(Excerpts from labeled region data)
%%

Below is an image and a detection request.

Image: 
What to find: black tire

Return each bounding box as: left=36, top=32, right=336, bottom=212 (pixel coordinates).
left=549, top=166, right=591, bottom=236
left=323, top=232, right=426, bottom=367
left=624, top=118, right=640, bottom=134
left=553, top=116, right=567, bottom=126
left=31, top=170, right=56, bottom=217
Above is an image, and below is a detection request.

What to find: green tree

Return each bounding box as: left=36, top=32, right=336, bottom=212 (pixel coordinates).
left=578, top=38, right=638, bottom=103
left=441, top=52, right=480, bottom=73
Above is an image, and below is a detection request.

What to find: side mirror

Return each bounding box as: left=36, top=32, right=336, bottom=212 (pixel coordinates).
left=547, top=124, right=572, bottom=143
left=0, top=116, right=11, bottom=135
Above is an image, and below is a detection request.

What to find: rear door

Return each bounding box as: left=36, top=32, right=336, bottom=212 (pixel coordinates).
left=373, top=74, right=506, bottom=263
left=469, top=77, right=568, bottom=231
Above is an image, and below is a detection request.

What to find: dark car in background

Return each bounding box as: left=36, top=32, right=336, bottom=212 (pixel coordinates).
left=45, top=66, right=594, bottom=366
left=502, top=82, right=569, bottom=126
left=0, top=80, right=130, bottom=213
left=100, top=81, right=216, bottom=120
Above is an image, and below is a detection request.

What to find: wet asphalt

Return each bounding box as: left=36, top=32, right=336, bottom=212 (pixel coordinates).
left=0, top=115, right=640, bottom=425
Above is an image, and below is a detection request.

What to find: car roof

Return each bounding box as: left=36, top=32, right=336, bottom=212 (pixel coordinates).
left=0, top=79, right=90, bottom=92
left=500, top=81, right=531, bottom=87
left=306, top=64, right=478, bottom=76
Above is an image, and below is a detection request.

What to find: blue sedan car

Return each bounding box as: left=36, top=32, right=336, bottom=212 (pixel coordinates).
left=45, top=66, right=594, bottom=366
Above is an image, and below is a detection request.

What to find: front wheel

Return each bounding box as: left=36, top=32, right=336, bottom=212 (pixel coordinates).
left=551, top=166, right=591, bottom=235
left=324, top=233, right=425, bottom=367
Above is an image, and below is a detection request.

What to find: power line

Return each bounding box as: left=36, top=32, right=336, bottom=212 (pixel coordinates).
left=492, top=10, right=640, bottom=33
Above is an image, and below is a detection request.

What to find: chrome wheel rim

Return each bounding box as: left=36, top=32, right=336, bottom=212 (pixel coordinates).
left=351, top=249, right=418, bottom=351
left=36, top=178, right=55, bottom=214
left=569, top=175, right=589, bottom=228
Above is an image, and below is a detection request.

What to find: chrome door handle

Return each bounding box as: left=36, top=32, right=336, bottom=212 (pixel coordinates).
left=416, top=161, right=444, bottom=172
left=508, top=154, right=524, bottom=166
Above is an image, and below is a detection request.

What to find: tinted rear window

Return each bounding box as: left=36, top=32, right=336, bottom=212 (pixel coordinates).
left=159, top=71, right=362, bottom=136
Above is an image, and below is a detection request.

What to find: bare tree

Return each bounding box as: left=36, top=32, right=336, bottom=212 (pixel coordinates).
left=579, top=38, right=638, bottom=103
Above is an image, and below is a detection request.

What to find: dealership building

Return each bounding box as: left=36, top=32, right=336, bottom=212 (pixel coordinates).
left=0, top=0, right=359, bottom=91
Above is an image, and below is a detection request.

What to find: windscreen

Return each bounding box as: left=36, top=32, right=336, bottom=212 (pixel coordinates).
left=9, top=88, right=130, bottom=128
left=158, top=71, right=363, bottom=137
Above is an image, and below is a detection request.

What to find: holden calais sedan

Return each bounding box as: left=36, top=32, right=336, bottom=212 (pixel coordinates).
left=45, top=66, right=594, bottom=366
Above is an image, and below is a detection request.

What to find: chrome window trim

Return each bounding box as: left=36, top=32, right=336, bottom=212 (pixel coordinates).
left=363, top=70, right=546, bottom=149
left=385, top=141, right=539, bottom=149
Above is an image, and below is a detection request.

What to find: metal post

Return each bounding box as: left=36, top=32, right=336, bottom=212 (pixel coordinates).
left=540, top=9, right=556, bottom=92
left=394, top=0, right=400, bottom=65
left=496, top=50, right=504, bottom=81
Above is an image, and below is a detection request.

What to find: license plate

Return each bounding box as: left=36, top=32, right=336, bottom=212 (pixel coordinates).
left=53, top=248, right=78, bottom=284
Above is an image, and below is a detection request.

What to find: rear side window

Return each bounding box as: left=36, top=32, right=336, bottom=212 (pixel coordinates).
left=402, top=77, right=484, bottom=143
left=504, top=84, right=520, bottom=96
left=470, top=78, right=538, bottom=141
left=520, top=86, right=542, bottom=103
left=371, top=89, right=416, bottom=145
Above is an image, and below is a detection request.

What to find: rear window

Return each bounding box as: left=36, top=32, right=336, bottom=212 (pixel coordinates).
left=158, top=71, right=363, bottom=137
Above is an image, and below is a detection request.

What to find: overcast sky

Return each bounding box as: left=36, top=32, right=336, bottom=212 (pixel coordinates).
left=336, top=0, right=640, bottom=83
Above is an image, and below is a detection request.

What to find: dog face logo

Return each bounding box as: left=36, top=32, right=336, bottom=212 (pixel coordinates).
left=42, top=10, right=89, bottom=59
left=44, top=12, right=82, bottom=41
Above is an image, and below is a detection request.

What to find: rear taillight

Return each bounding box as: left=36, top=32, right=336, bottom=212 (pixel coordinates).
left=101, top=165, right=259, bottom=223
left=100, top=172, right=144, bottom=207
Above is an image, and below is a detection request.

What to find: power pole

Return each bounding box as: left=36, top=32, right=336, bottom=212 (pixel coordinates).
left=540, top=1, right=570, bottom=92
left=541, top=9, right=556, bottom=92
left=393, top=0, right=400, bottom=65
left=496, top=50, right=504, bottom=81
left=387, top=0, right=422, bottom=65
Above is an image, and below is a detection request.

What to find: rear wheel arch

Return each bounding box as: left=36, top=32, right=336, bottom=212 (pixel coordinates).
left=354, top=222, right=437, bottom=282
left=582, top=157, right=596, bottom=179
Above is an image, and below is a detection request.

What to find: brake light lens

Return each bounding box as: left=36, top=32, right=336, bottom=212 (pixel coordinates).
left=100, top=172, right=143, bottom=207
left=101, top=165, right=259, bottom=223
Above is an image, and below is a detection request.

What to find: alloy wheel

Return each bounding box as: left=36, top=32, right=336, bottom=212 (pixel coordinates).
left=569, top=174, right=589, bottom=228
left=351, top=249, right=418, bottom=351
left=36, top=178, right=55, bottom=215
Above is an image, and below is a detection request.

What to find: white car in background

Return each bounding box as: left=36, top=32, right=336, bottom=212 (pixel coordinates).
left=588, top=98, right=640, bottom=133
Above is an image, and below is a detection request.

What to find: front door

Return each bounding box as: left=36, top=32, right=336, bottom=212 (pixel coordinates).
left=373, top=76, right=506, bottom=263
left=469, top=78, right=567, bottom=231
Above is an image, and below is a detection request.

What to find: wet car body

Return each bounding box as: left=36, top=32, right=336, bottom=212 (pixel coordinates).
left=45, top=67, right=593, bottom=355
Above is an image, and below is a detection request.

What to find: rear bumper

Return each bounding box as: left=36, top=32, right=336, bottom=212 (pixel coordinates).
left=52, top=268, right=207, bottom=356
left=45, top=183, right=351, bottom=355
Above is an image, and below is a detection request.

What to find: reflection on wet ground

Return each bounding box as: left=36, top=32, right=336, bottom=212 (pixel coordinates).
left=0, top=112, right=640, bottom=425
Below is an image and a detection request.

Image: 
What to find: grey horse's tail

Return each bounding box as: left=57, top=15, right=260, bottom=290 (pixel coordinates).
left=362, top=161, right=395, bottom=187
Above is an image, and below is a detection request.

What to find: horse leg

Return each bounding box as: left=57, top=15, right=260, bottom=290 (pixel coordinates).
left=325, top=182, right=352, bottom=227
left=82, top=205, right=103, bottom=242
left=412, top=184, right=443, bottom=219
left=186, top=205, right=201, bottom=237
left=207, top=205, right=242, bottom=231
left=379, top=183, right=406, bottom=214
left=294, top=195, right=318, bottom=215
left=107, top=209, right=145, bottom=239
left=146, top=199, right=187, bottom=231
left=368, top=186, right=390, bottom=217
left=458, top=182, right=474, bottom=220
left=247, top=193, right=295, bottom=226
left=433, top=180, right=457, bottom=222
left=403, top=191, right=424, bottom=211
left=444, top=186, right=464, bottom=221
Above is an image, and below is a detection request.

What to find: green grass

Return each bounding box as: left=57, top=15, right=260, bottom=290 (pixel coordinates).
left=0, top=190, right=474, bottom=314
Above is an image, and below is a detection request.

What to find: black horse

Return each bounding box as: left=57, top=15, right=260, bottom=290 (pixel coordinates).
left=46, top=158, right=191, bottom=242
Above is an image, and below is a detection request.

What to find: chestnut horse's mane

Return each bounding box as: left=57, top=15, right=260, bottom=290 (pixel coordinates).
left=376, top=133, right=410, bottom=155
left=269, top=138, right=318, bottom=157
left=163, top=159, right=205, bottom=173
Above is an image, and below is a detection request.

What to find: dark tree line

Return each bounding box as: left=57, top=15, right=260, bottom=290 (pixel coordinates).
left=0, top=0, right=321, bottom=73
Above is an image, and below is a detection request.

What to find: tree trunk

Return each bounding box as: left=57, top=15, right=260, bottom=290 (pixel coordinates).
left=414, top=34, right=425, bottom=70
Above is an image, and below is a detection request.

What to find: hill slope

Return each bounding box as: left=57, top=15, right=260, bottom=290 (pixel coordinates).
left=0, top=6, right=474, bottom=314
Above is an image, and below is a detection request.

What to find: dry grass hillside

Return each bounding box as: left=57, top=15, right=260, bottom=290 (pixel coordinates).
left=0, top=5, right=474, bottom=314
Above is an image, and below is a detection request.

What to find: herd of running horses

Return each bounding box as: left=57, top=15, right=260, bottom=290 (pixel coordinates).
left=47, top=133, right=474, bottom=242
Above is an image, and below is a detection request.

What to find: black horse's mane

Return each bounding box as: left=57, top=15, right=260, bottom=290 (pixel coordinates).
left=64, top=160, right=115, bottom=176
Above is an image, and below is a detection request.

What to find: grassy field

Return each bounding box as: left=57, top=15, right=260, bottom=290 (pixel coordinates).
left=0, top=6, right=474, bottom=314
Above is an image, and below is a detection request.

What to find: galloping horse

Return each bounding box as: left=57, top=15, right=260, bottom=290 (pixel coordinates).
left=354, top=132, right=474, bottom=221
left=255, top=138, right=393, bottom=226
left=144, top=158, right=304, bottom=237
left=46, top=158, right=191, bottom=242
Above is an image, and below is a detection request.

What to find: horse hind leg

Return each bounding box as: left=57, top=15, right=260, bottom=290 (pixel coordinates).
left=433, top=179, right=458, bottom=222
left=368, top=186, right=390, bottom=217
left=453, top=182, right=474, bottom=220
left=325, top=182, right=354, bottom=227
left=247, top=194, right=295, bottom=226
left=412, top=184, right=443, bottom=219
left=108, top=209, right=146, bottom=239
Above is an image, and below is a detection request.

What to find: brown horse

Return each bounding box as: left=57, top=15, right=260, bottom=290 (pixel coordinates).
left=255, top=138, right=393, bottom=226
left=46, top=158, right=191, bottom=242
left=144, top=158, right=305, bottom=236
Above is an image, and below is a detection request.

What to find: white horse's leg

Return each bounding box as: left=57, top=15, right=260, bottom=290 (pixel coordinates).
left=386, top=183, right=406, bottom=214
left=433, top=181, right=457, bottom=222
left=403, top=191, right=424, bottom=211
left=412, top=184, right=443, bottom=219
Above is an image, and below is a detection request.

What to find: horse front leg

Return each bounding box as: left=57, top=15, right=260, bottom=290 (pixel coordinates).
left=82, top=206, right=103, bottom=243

%%

Stated task:
Render the items above as a numbered list, running from their first line up to and including the line that contains "left=441, top=52, right=480, bottom=73", and omit any blank lines.

Written answer:
1. Below is an image and a detection request.
2. Image: 
3. What to find: black tire
4. Return each bounding box as: left=36, top=32, right=336, bottom=212 (pixel coordinates).
5. left=549, top=166, right=591, bottom=236
6. left=323, top=232, right=426, bottom=367
7. left=624, top=118, right=640, bottom=134
8. left=553, top=116, right=567, bottom=126
9. left=31, top=170, right=56, bottom=217
10. Above is an image, and below is a detection request.
11. What to find: green tree
12. Return each bounding box as: left=36, top=32, right=336, bottom=212 (pixel coordinates).
13. left=578, top=38, right=638, bottom=103
14. left=441, top=52, right=480, bottom=73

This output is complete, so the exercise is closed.